> TASK STATEMENT:
All of the data below should be printed again exactly, pictures excluded.
[DATA RECORDS — start]
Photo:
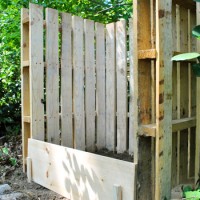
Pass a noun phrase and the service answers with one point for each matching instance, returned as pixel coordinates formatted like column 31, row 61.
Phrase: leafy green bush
column 191, row 55
column 98, row 10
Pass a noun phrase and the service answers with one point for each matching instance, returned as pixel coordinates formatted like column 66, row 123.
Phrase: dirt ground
column 16, row 179
column 12, row 174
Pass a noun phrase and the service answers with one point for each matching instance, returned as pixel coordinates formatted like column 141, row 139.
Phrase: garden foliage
column 104, row 11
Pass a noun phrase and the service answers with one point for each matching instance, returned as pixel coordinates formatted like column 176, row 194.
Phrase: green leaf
column 5, row 150
column 13, row 161
column 186, row 189
column 196, row 31
column 194, row 195
column 185, row 56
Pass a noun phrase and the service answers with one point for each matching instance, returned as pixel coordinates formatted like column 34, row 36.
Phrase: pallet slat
column 52, row 76
column 80, row 175
column 66, row 82
column 121, row 70
column 78, row 83
column 36, row 72
column 25, row 87
column 100, row 85
column 89, row 85
column 110, row 87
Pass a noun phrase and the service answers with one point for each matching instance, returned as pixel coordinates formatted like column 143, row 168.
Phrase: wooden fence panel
column 78, row 83
column 121, row 70
column 52, row 76
column 100, row 86
column 36, row 72
column 66, row 82
column 110, row 87
column 89, row 85
column 25, row 84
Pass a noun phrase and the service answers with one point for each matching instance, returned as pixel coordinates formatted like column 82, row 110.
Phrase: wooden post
column 25, row 89
column 29, row 169
column 197, row 156
column 36, row 71
column 163, row 99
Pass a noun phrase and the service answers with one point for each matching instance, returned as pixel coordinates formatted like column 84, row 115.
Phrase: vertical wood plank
column 133, row 105
column 197, row 154
column 184, row 96
column 36, row 72
column 100, row 86
column 189, row 92
column 52, row 76
column 89, row 85
column 142, row 93
column 66, row 82
column 110, row 87
column 25, row 87
column 29, row 169
column 121, row 69
column 163, row 99
column 117, row 192
column 178, row 88
column 78, row 83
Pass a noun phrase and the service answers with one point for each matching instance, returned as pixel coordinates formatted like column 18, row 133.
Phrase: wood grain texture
column 25, row 84
column 36, row 72
column 121, row 70
column 197, row 154
column 78, row 83
column 163, row 99
column 100, row 86
column 52, row 76
column 80, row 175
column 110, row 88
column 66, row 82
column 133, row 84
column 90, row 82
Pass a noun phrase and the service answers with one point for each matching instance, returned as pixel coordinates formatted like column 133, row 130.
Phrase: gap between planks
column 149, row 130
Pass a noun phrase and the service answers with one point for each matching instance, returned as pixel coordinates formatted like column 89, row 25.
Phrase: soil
column 11, row 171
column 12, row 174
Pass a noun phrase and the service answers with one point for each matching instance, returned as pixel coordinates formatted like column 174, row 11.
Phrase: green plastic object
column 196, row 69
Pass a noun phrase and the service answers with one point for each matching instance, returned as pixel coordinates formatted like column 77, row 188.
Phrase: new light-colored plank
column 25, row 87
column 117, row 192
column 52, row 76
column 197, row 154
column 78, row 83
column 89, row 85
column 27, row 119
column 80, row 175
column 163, row 99
column 110, row 87
column 100, row 86
column 133, row 84
column 36, row 72
column 121, row 69
column 29, row 169
column 66, row 82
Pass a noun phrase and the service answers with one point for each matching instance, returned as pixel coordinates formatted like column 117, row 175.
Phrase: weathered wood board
column 80, row 175
column 66, row 82
column 52, row 76
column 100, row 85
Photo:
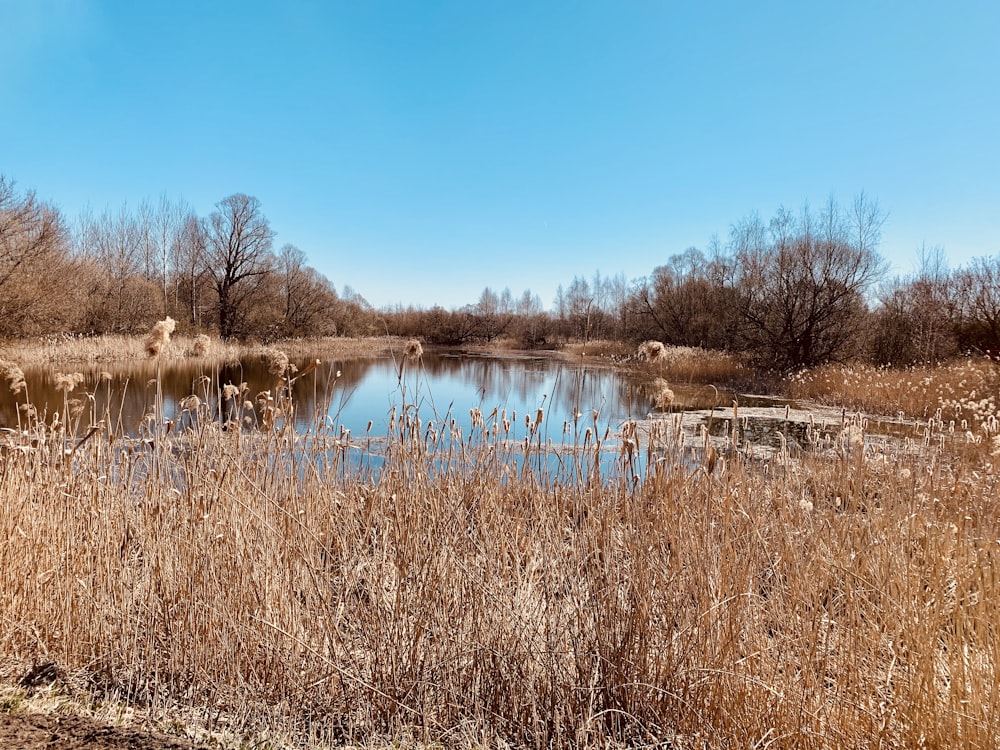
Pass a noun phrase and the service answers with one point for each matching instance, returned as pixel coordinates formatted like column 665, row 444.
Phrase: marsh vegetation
column 691, row 590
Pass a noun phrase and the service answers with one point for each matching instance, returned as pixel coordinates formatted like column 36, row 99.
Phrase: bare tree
column 979, row 292
column 309, row 299
column 120, row 298
column 238, row 240
column 33, row 256
column 801, row 282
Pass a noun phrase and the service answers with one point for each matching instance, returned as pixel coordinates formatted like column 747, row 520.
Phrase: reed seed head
column 13, row 375
column 159, row 337
column 663, row 396
column 67, row 383
column 277, row 361
column 653, row 351
column 201, row 345
column 413, row 349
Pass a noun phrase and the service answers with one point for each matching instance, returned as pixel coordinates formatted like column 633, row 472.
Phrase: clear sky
column 420, row 151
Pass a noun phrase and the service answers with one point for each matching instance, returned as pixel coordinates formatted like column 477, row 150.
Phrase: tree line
column 795, row 290
column 121, row 270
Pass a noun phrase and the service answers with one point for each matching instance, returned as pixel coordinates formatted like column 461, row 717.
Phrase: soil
column 35, row 731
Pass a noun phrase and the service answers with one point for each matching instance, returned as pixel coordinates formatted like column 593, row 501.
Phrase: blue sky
column 420, row 151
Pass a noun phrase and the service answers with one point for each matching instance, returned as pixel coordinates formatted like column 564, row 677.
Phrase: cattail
column 663, row 396
column 201, row 345
column 159, row 337
column 413, row 349
column 13, row 375
column 66, row 383
column 653, row 351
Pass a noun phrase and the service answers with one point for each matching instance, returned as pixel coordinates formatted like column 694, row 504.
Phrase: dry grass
column 111, row 348
column 965, row 389
column 462, row 589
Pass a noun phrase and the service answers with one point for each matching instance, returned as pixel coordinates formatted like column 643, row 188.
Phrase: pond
column 366, row 396
column 349, row 394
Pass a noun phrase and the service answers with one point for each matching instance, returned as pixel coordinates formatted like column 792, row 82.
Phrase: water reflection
column 347, row 394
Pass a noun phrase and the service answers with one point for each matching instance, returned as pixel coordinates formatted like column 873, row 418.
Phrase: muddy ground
column 35, row 731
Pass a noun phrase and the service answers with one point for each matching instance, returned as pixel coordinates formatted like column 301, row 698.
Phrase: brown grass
column 966, row 389
column 468, row 593
column 110, row 348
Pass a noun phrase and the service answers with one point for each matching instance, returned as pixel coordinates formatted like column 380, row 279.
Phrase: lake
column 364, row 396
column 347, row 394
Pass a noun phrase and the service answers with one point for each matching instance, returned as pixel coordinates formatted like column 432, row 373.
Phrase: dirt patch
column 35, row 731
[DATA RECORDS — finish]
> EXERCISE RESPONSE:
Photo:
Pass a noun phrase and the service answers with one point for each matching instance, returned as pixel coordinates formatted like column 31, row 61.
Phrase: leafy green bush
column 191, row 55
column 98, row 10
Pass a noun phrase and the service answers with one point for each matching instance, returned as pixel coordinates formatted like column 66, row 123.
Phrase: dirt ground
column 16, row 179
column 12, row 174
Pass a noun phrase and the service answers with one point for each matching instance, returned as pixel coordinates formatted like column 141, row 139.
Phrase: garden foliage
column 104, row 11
Pass a noun phrase and the service answers with one point for each matching instance, returned as pixel coordinates formatted like column 176, row 194.
Phrase: green leaf
column 5, row 150
column 13, row 161
column 186, row 189
column 196, row 31
column 194, row 195
column 185, row 56
Pass a noun phrase and the service answers with one point for each matching instance, returned as pixel coordinates formatted like column 34, row 36.
Phrase: pallet slat
column 52, row 76
column 80, row 175
column 66, row 82
column 121, row 70
column 78, row 83
column 36, row 72
column 25, row 87
column 100, row 85
column 89, row 85
column 110, row 87
Pass a noun phrase and the service answers with one point for each matching instance, returned as pixel coordinates formatted like column 143, row 168.
Phrase: wooden fence panel
column 78, row 83
column 121, row 70
column 52, row 76
column 100, row 86
column 36, row 72
column 66, row 82
column 110, row 87
column 89, row 85
column 25, row 84
Pass a noun phrase and the service answers with one point for each matching instance, returned as pixel coordinates formatted like column 82, row 110.
Phrase: wooden post
column 25, row 89
column 29, row 169
column 197, row 156
column 36, row 71
column 163, row 99
Pass a noun phrase and the service answers with one point for each matching instance, returned as pixel coordinates formatted like column 84, row 115.
Phrase: vertical wood plank
column 133, row 105
column 197, row 154
column 184, row 96
column 36, row 72
column 100, row 86
column 189, row 92
column 52, row 76
column 89, row 85
column 142, row 93
column 66, row 82
column 110, row 87
column 25, row 87
column 29, row 169
column 121, row 69
column 163, row 99
column 117, row 192
column 178, row 88
column 78, row 83
Pass a noun phrase and the service answers with one point for each matching instance, returned as pixel coordinates formatted like column 18, row 133.
Phrase: wood grain texture
column 25, row 84
column 36, row 72
column 121, row 70
column 197, row 154
column 78, row 83
column 163, row 99
column 100, row 86
column 52, row 76
column 80, row 175
column 110, row 88
column 66, row 82
column 133, row 84
column 90, row 82
Pass a noun phrase and the service answers with one point for each matching instance, returned as pixel coordinates formatted like column 133, row 130.
Phrase: gap between planks
column 149, row 130
Pass a noun phrase and the service answers with one point for each matching instance, returned as pixel coordinates formatted like column 89, row 25.
Phrase: soil
column 11, row 171
column 12, row 174
Pass a noun phrase and the service answers with one point for each matching instance, returned as pixel coordinates formatted like column 174, row 11.
Phrase: green plastic object
column 196, row 69
Pass a noun phrase and the service answers with one point for each matching instance, returned as pixel coordinates formatted like column 77, row 188.
Phrase: new light-colored plank
column 25, row 87
column 117, row 192
column 52, row 76
column 197, row 154
column 78, row 83
column 89, row 85
column 27, row 119
column 80, row 175
column 163, row 99
column 110, row 87
column 100, row 86
column 133, row 84
column 36, row 72
column 121, row 69
column 29, row 169
column 66, row 82
Pass a noun phrase and the service answers with one point for each matching instance, returned as pixel coordinates formatted like column 117, row 175.
Phrase: weathered wood board
column 80, row 175
column 66, row 82
column 52, row 76
column 100, row 85
Photo:
Pass a noun phrase and the service answers with one point for each matching instance, returned as pixel coordinates formatted like column 665, row 444.
Phrase: marsh vegetation
column 691, row 590
Pass a noun phrase and the service answers with one point for each matching instance, returned as pixel coordinates formatted like column 36, row 99.
Phrase: bare tree
column 979, row 292
column 309, row 299
column 120, row 298
column 238, row 240
column 33, row 256
column 801, row 282
Pass a noun phrase and the service answers with one point for each matching instance, returned as pixel coordinates formatted like column 747, row 520.
Phrase: reed seed head
column 13, row 375
column 159, row 337
column 663, row 396
column 67, row 383
column 277, row 361
column 653, row 351
column 201, row 345
column 413, row 349
Pass a noun phrase and the service answers with one point for each matching instance, returned as pixel coordinates formatted like column 633, row 472.
Phrase: clear sky
column 420, row 151
Pass a noun phrase and the service answers with one point for each matching instance, returned as pixel coordinates formatted like column 477, row 150.
Phrase: tree line
column 795, row 290
column 121, row 270
Pass a noun phrase and the service answers with one point for each matching instance, returned as pixel coordinates formatted like column 461, row 717.
Phrase: soil
column 35, row 731
Pass a noun phrase and the service answers with one point for each matching instance, returned as pixel coordinates formatted like column 593, row 501.
Phrase: blue sky
column 420, row 151
Pass a noun phrase and the service answers with one point for each matching instance, returned as pixel coordinates formatted like column 564, row 677.
Phrase: cattail
column 663, row 396
column 201, row 345
column 159, row 337
column 413, row 349
column 13, row 375
column 66, row 383
column 653, row 351
Pass a noun phrase and the service answers with one point for each matching instance, returned as pixel coordinates formatted like column 694, row 504.
Phrase: dry grass
column 111, row 348
column 965, row 389
column 462, row 589
Pass a noun phrase and the service answers with one point for each matching instance, returned as pixel coordinates formatted like column 643, row 188.
Phrase: pond
column 366, row 396
column 349, row 394
Pass a noun phrase and the service answers with one point for each matching instance, returned as pixel coordinates formatted like column 792, row 82.
Phrase: water reflection
column 347, row 394
Pass a noun phrase and the service answers with one point for each matching instance, returned as pixel coordinates formatted like column 873, row 418.
Phrase: muddy ground
column 35, row 731
Pass a noun phrase and the service answers with one point for each matching instance, returned as pixel coordinates formatted like column 301, row 698.
Phrase: brown grass
column 966, row 389
column 468, row 593
column 110, row 348
Pass a noun phrase and the service answers with one point for each matching instance, returned as pixel coordinates formatted like column 380, row 279.
Phrase: lake
column 364, row 396
column 347, row 394
Pass a noun phrase and the service answers with one point for each matching instance, returned as pixel coordinates formatted like column 432, row 373.
Phrase: dirt patch
column 35, row 731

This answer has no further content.